[Rows from a dataset]

######

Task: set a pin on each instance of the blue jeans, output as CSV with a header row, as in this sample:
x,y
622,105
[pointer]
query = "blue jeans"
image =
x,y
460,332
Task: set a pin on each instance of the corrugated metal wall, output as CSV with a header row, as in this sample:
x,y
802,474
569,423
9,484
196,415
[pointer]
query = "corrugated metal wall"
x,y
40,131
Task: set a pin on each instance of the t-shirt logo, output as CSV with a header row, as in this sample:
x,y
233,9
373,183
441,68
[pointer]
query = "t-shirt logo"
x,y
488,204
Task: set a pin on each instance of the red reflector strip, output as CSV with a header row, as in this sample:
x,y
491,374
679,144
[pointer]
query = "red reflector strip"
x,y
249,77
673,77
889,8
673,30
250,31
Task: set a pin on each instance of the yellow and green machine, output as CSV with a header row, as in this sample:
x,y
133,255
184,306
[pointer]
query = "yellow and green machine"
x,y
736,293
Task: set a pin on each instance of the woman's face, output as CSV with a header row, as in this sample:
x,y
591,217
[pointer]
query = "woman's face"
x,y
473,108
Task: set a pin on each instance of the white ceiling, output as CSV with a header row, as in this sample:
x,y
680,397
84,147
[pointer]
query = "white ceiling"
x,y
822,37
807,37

######

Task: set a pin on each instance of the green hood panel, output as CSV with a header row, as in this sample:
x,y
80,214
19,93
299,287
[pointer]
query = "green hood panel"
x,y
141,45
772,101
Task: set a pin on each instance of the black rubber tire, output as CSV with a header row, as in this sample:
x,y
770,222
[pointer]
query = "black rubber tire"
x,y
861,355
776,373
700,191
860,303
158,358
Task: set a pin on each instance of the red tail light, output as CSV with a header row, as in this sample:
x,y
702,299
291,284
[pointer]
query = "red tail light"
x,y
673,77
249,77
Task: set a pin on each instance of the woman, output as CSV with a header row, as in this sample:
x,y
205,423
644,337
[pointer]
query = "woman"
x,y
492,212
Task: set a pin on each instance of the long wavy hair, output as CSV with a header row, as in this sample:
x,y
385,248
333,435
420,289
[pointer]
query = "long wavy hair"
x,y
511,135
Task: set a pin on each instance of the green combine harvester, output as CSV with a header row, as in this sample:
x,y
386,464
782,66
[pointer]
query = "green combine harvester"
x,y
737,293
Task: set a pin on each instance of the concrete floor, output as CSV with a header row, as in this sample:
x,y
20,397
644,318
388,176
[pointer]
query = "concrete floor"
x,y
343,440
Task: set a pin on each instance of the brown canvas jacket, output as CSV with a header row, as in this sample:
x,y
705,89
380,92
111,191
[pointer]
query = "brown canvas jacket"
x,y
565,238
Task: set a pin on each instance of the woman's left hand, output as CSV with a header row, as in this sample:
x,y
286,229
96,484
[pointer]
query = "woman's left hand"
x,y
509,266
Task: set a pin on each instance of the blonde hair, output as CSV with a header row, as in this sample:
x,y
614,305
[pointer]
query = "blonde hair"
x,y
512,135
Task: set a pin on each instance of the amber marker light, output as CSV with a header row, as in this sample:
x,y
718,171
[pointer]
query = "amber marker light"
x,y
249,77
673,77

######

Report how many lines in the entries contain the string "brown", with case counting, and give only the number.

- [Result for this exercise]:
2